» TO DO: The records below are to be reproduced word for word.

- Opening Delimiter -

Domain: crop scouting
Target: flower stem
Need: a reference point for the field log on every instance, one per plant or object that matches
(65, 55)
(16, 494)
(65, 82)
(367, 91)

- Closing Delimiter -

» ANSWER SPACE:
Domain: crop scouting
Target: flower stem
Need: a reference point for the field log on every instance, one per plant or object that matches
(65, 55)
(16, 494)
(65, 82)
(367, 91)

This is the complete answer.